§ **TASK**: The lines wanted are those in the data below that include "rough".

§ **SUPPLIED MATERIAL**:
==============================

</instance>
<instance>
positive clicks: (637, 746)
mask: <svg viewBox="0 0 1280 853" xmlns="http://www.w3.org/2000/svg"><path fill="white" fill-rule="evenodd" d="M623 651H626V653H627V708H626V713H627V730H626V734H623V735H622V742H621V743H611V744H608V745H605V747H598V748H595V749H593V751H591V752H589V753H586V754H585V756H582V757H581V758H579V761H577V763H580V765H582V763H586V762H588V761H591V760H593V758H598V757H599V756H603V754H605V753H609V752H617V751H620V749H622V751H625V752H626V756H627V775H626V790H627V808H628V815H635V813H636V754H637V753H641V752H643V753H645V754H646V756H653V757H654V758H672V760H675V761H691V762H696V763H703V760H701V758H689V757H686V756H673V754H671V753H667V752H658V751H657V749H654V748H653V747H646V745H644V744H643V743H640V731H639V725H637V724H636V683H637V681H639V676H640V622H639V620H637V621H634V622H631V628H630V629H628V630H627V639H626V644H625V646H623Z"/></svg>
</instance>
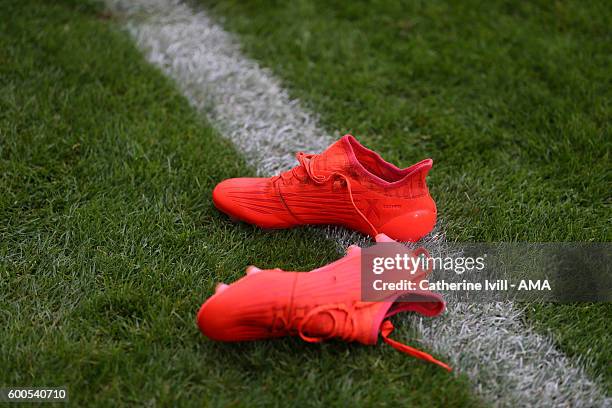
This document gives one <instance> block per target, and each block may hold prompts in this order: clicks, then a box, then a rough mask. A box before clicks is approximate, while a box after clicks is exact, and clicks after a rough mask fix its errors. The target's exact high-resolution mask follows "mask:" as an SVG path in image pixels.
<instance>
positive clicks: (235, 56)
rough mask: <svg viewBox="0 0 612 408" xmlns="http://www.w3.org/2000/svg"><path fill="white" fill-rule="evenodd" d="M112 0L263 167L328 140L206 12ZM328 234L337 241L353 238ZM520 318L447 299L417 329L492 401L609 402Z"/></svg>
mask: <svg viewBox="0 0 612 408" xmlns="http://www.w3.org/2000/svg"><path fill="white" fill-rule="evenodd" d="M109 4H110V5H111V6H112V7H114V9H115V11H116V12H127V14H128V17H129V22H128V29H129V31H130V32H131V34H132V35H133V37H134V38H135V40H136V42H137V44H138V45H139V46H140V47H141V48H142V49H143V51H144V52H145V53H146V55H147V57H148V59H149V60H150V61H151V62H152V63H154V64H156V65H157V66H159V67H160V68H161V69H162V70H163V71H164V72H165V73H166V74H167V75H169V76H170V77H172V78H174V79H175V81H176V83H177V84H178V86H179V87H180V88H181V89H182V90H183V92H184V93H185V95H186V96H187V97H188V98H189V100H190V101H191V103H192V104H193V105H194V106H195V107H196V108H198V109H199V110H200V111H202V112H204V113H206V114H207V115H208V117H209V118H210V119H211V120H212V121H213V123H215V124H216V126H218V127H219V129H220V130H221V131H222V133H223V134H224V136H225V137H227V138H229V139H230V140H232V141H233V142H234V143H235V144H236V145H237V146H238V147H239V148H240V149H241V150H242V151H243V152H244V153H245V156H246V157H247V160H249V161H250V163H251V164H252V165H254V166H256V167H257V168H258V170H259V172H260V174H262V175H269V174H273V173H275V172H277V171H279V170H284V169H287V168H289V167H292V166H293V165H294V164H295V161H294V160H293V158H292V154H293V152H295V151H297V150H306V151H320V150H322V149H324V148H325V147H326V146H327V145H328V144H329V143H330V142H331V140H332V138H331V137H329V136H324V135H325V134H326V133H325V132H324V131H323V130H322V129H320V128H319V127H318V126H317V124H316V118H315V117H314V116H312V115H311V114H309V113H307V112H305V111H304V110H303V109H302V108H301V107H300V104H299V102H297V101H295V100H291V99H290V98H289V97H288V96H287V93H286V92H285V91H284V90H283V89H282V87H281V86H280V84H279V82H278V81H277V80H276V79H274V78H273V77H272V75H271V74H270V73H269V72H267V71H266V70H265V69H262V68H260V67H259V65H258V64H257V63H256V62H254V61H252V60H249V59H247V58H245V57H244V56H243V55H242V53H241V52H240V50H239V47H238V45H237V43H236V42H235V41H234V40H233V39H232V38H231V36H230V35H228V34H227V33H225V32H224V31H223V29H222V28H221V27H220V26H218V25H217V24H215V23H213V22H212V21H211V20H210V18H209V17H208V16H207V15H206V14H205V13H204V12H202V11H194V10H193V9H191V8H190V7H188V6H186V5H184V4H182V3H177V2H171V1H169V2H164V1H157V2H141V3H137V4H135V3H133V2H129V3H128V2H122V1H110V2H109ZM128 4H129V6H128ZM328 231H330V232H329V235H330V237H332V238H333V239H335V240H336V242H340V243H341V245H345V244H346V243H347V241H348V242H350V241H351V240H353V239H355V238H356V236H355V235H347V233H346V232H343V231H340V230H337V229H330V230H328ZM433 237H435V238H434V239H439V237H440V234H439V233H436V234H434V235H433ZM430 239H431V238H430ZM520 316H521V311H520V309H519V308H518V307H517V306H515V305H514V304H512V303H499V304H493V305H467V304H461V303H452V304H450V305H449V308H448V313H447V314H446V315H445V316H444V317H443V318H442V319H433V320H424V319H420V327H421V332H422V334H423V337H424V339H425V341H426V342H427V344H428V345H429V346H430V347H432V348H433V349H435V350H436V351H437V352H439V353H443V354H445V355H447V356H449V357H450V358H452V359H453V362H454V363H455V364H456V365H457V366H458V367H459V368H460V369H461V371H463V372H465V373H467V374H468V375H469V376H470V378H472V380H473V381H474V385H475V389H476V391H477V392H478V393H479V394H480V395H483V396H485V397H487V398H488V399H489V400H490V401H492V402H494V403H495V404H499V405H504V406H515V405H540V406H542V405H546V406H553V405H554V406H560V405H566V406H591V405H593V404H604V403H609V400H606V399H605V396H604V395H603V394H602V392H601V390H599V388H598V386H597V385H596V384H595V383H594V382H593V381H591V380H590V379H589V378H588V376H587V375H586V374H585V373H584V371H583V369H582V368H580V365H579V364H577V363H575V362H571V361H569V360H568V359H567V358H566V357H565V356H564V355H563V354H562V353H560V352H559V351H557V350H555V348H554V346H553V344H552V342H551V340H550V339H547V338H545V337H543V336H541V335H538V334H536V333H534V332H533V331H532V330H530V329H529V328H528V327H526V326H525V325H524V324H523V323H522V322H521V317H520Z"/></svg>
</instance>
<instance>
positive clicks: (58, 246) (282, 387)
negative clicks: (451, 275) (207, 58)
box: [0, 0, 479, 406]
mask: <svg viewBox="0 0 612 408" xmlns="http://www.w3.org/2000/svg"><path fill="white" fill-rule="evenodd" d="M0 13H1V14H2V15H5V16H11V18H10V19H2V21H0V191H2V194H0V304H1V305H2V307H1V308H0V367H2V369H0V386H22V387H23V386H34V385H38V386H62V385H66V386H68V389H69V395H70V399H71V401H72V403H73V405H75V406H84V405H87V406H88V405H98V406H108V405H111V404H112V405H119V406H123V405H161V406H167V405H180V406H184V405H193V406H202V405H206V404H210V405H223V406H225V405H239V406H252V405H255V404H266V405H285V404H288V403H292V404H295V405H300V406H301V405H307V406H314V405H319V406H346V405H357V404H359V405H374V404H382V405H391V406H399V405H402V406H407V405H408V406H441V405H443V406H474V405H477V404H479V402H478V401H477V400H475V399H474V397H473V396H472V393H471V391H470V387H469V385H468V382H467V380H466V378H465V377H463V376H449V375H447V373H446V372H444V371H443V370H440V369H439V368H437V367H435V366H433V365H429V364H426V363H422V362H419V361H416V360H414V359H411V358H408V357H406V356H404V355H401V354H399V353H397V352H396V351H394V350H393V349H391V348H390V347H387V346H384V345H379V346H378V347H364V346H359V345H346V344H342V343H337V342H331V343H328V344H323V345H320V346H319V345H310V344H305V343H303V342H301V341H299V340H297V339H283V340H277V341H269V342H257V343H249V344H234V345H231V344H220V343H215V342H211V341H209V340H207V339H205V338H204V337H203V336H202V335H201V334H200V333H199V331H198V330H197V328H196V326H195V322H194V319H195V314H196V311H197V309H198V308H199V305H200V304H201V303H202V301H203V300H204V299H205V298H206V297H207V296H209V295H210V294H211V293H212V291H213V287H214V285H215V283H216V282H218V281H226V282H230V281H232V280H234V279H236V278H238V277H239V276H241V275H242V273H243V270H244V268H245V266H247V265H249V264H256V265H258V266H260V267H268V268H271V267H281V268H286V269H304V270H307V269H311V268H313V267H316V266H319V265H322V264H324V263H326V262H328V261H330V260H332V259H335V258H336V257H337V254H336V253H335V249H334V248H333V246H331V245H329V243H327V242H323V241H322V238H321V234H318V233H317V232H316V231H313V230H310V229H298V230H292V231H278V232H274V233H266V232H263V231H260V230H258V229H256V228H252V227H249V226H246V225H234V224H232V223H230V222H229V220H228V219H227V218H226V217H225V216H222V215H221V214H219V213H218V212H217V211H216V210H215V209H214V208H213V205H212V203H211V199H210V195H211V190H212V188H213V187H214V185H215V184H216V183H217V182H219V181H220V180H222V179H224V178H227V177H233V176H241V175H248V174H253V170H252V169H249V168H247V167H246V166H245V165H244V163H243V162H242V161H241V158H240V156H239V155H238V154H237V153H236V152H235V151H234V150H233V148H232V147H231V146H230V145H229V143H227V142H225V141H223V140H222V139H221V138H220V137H219V135H217V134H216V133H215V132H214V131H213V130H212V129H211V128H210V126H209V125H208V124H206V123H204V122H202V120H201V118H200V117H199V116H198V115H196V114H195V113H194V111H193V110H192V109H191V108H190V107H189V106H188V104H187V102H186V101H185V99H184V98H183V97H181V96H180V95H179V93H178V92H177V91H176V89H175V87H174V86H173V85H172V84H171V83H169V81H168V80H167V79H165V78H164V77H163V75H161V73H159V72H158V71H156V70H155V69H153V68H152V67H151V66H149V65H148V64H147V63H146V62H145V61H144V59H143V58H142V56H141V55H140V53H139V52H138V51H137V50H136V49H135V47H134V46H133V44H132V42H131V41H130V39H129V38H128V36H127V35H126V34H124V33H122V32H120V31H119V29H118V28H117V26H115V25H114V23H113V22H112V21H110V22H109V21H108V16H107V15H105V14H103V13H100V11H99V9H98V8H96V7H93V6H89V5H87V4H85V3H82V2H80V1H57V2H43V1H33V0H30V1H4V2H2V3H1V4H0ZM287 242H291V243H292V245H287ZM412 336H413V333H412V332H411V330H410V328H408V327H406V325H401V326H400V327H398V330H397V335H396V337H397V338H398V339H401V340H405V341H411V337H412Z"/></svg>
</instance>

==============================

§ **REPLY TO THE EXERCISE**:
This document gives one <instance> block per target, and each block may hold prompts in this order: clicks, then a box, then a rough mask. A box before clicks is approximate, while a box after clicks is exact, and clicks after a rough mask fix its errors. The target's exact high-resolution mask follows "mask:" as an SVG path in image pixels.
rough mask: <svg viewBox="0 0 612 408" xmlns="http://www.w3.org/2000/svg"><path fill="white" fill-rule="evenodd" d="M112 0L263 167L328 140L206 12ZM328 234L337 241L353 238ZM520 318L447 299L417 329L492 401L609 402Z"/></svg>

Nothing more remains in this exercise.